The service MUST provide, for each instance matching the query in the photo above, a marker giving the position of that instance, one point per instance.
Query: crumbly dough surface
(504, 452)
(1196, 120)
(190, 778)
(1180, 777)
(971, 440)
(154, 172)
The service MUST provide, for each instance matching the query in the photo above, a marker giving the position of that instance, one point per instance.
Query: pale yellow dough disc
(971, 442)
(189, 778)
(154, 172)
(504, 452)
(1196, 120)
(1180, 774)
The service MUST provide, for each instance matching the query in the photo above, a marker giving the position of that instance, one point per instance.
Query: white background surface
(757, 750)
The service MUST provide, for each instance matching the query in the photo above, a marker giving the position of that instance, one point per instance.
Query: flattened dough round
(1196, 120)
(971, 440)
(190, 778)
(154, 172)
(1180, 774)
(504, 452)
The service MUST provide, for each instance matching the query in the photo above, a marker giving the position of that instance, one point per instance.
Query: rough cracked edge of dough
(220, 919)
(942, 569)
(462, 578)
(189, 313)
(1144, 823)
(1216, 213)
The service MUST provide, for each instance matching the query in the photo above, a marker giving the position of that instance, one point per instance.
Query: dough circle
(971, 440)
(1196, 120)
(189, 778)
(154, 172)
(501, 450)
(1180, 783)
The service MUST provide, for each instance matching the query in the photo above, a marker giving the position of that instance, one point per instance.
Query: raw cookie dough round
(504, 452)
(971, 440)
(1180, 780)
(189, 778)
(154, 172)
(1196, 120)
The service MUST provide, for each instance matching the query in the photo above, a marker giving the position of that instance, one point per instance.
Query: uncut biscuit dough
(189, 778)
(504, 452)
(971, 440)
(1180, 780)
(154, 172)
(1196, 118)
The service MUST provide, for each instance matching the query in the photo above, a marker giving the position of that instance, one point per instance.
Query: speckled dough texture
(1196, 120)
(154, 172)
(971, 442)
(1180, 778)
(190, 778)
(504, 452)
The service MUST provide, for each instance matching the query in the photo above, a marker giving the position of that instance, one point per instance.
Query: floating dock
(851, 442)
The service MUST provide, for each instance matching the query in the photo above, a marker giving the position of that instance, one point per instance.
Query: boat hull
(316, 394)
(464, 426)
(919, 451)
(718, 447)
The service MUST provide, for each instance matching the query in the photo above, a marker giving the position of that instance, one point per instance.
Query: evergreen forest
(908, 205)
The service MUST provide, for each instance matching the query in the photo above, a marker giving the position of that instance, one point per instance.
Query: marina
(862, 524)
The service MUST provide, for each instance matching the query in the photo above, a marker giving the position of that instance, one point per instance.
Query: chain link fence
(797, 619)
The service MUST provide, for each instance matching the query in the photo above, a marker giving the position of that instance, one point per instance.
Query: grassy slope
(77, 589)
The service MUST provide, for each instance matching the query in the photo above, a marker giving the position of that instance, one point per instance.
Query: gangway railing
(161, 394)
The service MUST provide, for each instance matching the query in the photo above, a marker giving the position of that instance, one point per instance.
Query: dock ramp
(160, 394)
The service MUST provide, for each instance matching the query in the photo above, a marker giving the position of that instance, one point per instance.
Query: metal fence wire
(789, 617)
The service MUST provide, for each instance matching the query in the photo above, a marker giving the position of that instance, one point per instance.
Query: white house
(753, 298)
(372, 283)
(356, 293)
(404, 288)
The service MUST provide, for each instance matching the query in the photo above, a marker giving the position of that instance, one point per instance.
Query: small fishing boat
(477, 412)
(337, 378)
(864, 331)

+---+

Task directions
Exactly as shown, give every record again.

Exercise answer
The service MUST provide, for each instance matching the query in the photo above, a marker giving the position of that instance, one point per instance.
Query: crumbly dough surface
(504, 452)
(1196, 120)
(190, 778)
(1180, 777)
(971, 440)
(154, 172)
The service MUST provide, for each instance matching the query in the photo above, a marker giving the position of that instance, one point per instance.
Query: pale yellow dough disc
(971, 442)
(189, 778)
(154, 172)
(504, 452)
(1196, 120)
(1180, 774)
The service MUST provide, for each instance matching the query in the photo above, a marker giving the position of that instance, one point per instance.
Query: white background surface
(757, 750)
The service MUST provide, for each instance matching the query in the photo above, a marker giving the position of that instance, one point per instance.
Query: flattened dough round
(1196, 120)
(971, 440)
(190, 778)
(154, 172)
(1180, 774)
(504, 452)
The service MUST provide, for each instance matching the query in the photo above, a marker giving the position of that instance, one point per instance.
Query: rough cracked edge of dough
(220, 919)
(942, 569)
(462, 578)
(189, 313)
(1144, 823)
(1216, 213)
The service MUST provide, for each instance matching the query in the photo above, a marker giving the position of that instance, one point per instance.
Query: dough circle
(971, 440)
(1196, 120)
(189, 778)
(154, 172)
(501, 450)
(1180, 783)
The service MUST provide, for each instance matching the query in the photo above, a marker giving the position of that instance, one point per instance.
Query: raw cookie dough round
(504, 452)
(971, 440)
(1180, 780)
(189, 778)
(154, 172)
(1196, 120)
The service MUST provide, for each instance matching the query in the photo above, a marker giving the position of that instance, one point per instance.
Query: uncut biscuit dough
(189, 778)
(504, 452)
(971, 440)
(1180, 780)
(154, 172)
(1196, 118)
The service MUST provide, for each instance matching the query in the photo above, a marker giving the position of that instance, one point per instance.
Query: speckled dough texture
(1196, 120)
(154, 172)
(971, 442)
(1180, 778)
(190, 778)
(504, 452)
The service MUST provide, for each instance matching the query in the photo above, a marker giving the position of that instance, one point per instance.
Query: floating dock
(851, 442)
The service MUST provide, for each instance matching the query in the photo above, a marker giving the position of that instance, one point per instance.
Query: boat hull
(316, 394)
(464, 426)
(919, 451)
(718, 447)
The service MUST provide, for each instance matching the query in the photo above, a marker giving the position of that instance, one point per instance.
Query: evergreen forest
(908, 205)
The service MUST provide, for each instance matching the query in the photo above, a marker giving the position of that instance, one point per instance.
Query: marina
(862, 524)
The service MUST provide, for each instance matching the query in the photo above, a marker giving the position of that instance, one point per instance.
Query: chain link fence
(797, 619)
The service MUST provide, for each instance matching the query in the photo above, a marker giving the position of that instance, one point per instance.
Query: grassy slope
(77, 589)
The service MUST provide, for each instance matching the query in the photo above, a marker giving the position of that instance, one point per instance.
Query: gangway railing
(161, 394)
The service MUST provide, for each instance matching the query in the photo above, a marker giving the position of that instance, one point per instance.
Query: dock ramp
(160, 394)
The service MUST provide, for each instance matching the query in the photo above, a marker giving the position of that instance, one point per instance.
Query: metal fence wire
(789, 617)
The service MUST provide, for each instance matching the query in the photo above, a marker giving the position of that instance, one point per instance.
Query: white house
(753, 298)
(372, 283)
(356, 293)
(404, 288)
The service MUST provide, for each instance matching the query in the photo above, a marker giving the position of that instance, one point per instance.
Query: small fishing boat
(477, 412)
(337, 378)
(864, 331)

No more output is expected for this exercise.